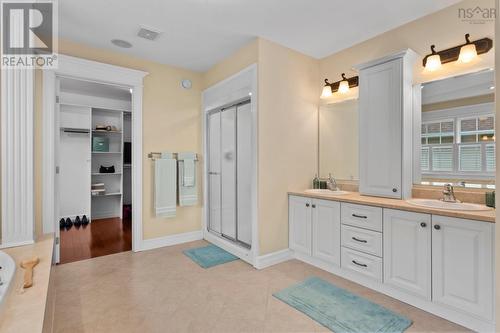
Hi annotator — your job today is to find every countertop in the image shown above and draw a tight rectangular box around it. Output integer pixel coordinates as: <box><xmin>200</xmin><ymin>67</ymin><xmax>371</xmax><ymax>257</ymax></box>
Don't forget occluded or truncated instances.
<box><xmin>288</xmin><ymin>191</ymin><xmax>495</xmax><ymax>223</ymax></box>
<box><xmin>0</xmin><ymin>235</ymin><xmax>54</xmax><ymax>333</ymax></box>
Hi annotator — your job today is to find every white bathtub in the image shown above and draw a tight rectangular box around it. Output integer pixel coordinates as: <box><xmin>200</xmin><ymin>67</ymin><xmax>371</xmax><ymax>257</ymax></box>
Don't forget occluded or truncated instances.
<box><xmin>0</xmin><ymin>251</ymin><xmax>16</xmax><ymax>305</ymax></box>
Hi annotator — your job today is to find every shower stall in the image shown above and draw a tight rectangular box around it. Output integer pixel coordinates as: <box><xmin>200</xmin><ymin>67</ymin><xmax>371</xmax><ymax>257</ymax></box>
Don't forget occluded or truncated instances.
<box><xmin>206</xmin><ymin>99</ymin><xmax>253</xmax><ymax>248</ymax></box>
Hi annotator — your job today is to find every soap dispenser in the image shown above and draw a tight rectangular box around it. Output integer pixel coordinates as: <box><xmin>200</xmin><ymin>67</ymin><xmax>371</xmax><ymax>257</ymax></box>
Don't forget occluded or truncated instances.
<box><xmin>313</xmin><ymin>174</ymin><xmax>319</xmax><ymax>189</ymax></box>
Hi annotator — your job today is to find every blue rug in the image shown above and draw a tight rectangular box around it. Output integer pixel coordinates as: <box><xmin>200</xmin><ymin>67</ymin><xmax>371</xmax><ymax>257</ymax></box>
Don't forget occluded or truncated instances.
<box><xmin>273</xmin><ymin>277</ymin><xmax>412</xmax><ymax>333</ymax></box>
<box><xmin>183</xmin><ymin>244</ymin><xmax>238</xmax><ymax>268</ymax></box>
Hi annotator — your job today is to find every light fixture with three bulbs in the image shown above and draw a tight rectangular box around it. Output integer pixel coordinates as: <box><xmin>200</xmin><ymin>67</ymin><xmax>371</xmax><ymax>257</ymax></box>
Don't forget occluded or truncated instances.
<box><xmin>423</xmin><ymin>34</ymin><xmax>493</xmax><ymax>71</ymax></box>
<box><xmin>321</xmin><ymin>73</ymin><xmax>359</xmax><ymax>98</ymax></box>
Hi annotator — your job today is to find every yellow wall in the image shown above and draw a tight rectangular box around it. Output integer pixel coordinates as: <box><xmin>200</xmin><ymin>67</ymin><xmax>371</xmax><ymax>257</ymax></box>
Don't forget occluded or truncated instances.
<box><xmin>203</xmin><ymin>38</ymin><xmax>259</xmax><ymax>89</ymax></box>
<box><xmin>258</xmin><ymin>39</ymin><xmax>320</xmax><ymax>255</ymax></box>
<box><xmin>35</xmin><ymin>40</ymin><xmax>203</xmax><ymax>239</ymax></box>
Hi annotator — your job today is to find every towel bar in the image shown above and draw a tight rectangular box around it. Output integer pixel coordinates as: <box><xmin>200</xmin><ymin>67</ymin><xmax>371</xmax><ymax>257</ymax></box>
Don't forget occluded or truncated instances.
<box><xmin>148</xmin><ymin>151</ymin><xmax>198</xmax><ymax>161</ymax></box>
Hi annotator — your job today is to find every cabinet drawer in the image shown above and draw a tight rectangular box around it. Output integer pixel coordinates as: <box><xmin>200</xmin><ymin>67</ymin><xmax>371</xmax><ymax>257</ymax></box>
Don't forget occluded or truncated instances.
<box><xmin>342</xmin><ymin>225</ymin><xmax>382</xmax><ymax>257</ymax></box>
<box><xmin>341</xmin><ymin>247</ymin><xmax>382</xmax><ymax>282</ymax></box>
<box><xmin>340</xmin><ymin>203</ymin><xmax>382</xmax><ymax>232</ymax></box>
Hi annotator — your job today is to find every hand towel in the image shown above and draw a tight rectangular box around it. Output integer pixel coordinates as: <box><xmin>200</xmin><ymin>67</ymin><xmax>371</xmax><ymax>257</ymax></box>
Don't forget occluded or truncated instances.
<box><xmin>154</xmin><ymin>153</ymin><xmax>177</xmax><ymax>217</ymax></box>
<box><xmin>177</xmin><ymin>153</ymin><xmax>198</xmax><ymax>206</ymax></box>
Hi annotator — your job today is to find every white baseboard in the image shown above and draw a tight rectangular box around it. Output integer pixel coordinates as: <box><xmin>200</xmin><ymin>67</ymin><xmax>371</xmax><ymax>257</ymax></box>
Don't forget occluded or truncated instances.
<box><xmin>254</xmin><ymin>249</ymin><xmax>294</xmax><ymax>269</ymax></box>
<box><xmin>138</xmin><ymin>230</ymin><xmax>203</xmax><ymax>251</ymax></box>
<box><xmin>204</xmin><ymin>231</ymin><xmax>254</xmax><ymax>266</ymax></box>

==

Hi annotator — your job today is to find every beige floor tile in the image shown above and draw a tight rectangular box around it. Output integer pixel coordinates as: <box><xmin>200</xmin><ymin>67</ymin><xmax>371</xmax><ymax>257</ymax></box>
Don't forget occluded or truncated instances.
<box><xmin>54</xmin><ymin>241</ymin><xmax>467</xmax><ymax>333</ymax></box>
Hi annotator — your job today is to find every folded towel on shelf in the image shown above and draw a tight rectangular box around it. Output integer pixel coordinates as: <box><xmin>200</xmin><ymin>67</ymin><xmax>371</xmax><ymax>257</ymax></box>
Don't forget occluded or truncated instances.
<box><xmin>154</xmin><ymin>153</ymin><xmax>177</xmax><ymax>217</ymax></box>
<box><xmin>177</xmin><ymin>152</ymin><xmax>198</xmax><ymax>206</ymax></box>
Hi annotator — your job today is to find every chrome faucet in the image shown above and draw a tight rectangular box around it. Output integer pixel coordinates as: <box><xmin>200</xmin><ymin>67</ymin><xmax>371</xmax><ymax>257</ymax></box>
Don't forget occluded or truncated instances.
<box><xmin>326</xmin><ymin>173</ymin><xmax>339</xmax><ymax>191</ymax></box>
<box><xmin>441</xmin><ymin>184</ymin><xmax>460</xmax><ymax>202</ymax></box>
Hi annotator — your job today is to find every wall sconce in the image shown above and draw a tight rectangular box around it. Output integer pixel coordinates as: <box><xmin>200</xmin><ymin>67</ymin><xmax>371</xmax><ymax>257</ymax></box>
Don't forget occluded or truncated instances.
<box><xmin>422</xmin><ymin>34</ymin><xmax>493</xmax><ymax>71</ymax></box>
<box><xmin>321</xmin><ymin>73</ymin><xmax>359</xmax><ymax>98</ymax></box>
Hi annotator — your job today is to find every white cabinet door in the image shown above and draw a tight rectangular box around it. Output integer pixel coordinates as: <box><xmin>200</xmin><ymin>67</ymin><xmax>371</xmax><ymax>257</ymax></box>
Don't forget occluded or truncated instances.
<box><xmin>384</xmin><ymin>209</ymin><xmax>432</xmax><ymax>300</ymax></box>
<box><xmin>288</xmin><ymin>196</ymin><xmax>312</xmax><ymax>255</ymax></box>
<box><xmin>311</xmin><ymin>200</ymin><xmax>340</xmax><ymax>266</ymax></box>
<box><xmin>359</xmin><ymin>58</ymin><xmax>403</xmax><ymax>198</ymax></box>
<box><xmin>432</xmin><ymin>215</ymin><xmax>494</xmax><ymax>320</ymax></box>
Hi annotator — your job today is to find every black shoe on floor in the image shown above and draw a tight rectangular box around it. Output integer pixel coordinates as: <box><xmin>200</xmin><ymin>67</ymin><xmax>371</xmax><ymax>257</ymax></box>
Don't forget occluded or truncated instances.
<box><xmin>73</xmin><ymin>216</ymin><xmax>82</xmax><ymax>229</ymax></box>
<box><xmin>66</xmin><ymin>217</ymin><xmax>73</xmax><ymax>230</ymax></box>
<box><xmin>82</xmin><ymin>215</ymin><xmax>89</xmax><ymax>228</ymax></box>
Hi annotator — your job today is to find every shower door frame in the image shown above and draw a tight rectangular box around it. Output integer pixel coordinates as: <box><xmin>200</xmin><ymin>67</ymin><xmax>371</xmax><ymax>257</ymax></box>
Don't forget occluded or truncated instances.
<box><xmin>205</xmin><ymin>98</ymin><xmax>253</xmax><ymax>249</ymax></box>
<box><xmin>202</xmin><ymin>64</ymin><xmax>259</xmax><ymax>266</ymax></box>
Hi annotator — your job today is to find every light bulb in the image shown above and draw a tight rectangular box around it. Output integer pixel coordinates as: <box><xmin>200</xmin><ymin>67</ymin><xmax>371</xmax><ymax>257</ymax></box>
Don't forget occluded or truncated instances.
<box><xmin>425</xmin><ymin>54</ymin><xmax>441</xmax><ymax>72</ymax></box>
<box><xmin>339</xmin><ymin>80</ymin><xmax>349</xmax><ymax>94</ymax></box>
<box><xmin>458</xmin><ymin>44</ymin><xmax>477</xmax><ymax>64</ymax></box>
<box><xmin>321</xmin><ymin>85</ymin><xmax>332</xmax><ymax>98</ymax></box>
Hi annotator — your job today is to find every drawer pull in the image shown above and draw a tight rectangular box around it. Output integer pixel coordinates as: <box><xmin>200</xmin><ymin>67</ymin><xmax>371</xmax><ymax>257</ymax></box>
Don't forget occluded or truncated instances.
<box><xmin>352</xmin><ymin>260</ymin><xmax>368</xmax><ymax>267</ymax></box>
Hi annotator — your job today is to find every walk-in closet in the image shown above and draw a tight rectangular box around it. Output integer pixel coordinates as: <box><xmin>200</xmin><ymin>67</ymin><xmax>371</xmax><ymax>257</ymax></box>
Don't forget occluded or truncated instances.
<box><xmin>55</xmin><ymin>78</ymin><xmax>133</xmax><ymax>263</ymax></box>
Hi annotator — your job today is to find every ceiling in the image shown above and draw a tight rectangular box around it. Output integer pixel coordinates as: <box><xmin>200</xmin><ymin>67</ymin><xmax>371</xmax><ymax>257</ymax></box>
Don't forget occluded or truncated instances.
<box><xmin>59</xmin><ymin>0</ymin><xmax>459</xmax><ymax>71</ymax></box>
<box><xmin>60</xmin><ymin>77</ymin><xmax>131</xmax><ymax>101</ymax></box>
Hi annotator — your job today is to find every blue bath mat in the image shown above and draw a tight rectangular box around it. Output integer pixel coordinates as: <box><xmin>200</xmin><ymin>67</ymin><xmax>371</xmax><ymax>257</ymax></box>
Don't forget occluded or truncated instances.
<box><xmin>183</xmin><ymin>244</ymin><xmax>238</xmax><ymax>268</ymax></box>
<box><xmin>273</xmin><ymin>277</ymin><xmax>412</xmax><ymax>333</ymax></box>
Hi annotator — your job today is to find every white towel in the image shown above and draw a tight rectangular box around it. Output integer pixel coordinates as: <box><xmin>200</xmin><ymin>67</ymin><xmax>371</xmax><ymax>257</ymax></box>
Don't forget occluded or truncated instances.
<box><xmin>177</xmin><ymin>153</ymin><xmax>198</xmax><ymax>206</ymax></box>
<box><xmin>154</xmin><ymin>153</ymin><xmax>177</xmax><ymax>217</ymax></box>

### WHAT YOU NEED TO DO
Collect every line of the material above that contains the string "wall", and copy each one out in full. Letter case counts when matching.

### EXERCISE SOLUTION
Hi annotator — your job today is to find every yellow wall in the image shown above and draw a tight rectangular box around it. Output integer pixel coordinates as: <box><xmin>200</xmin><ymin>67</ymin><xmax>371</xmax><ymax>257</ymax></box>
Hi annotator — your job today is to find every wall sconce in the image shown above and draw a tight rectangular box around it. Output integer pixel coordinates as: <box><xmin>200</xmin><ymin>67</ymin><xmax>371</xmax><ymax>257</ymax></box>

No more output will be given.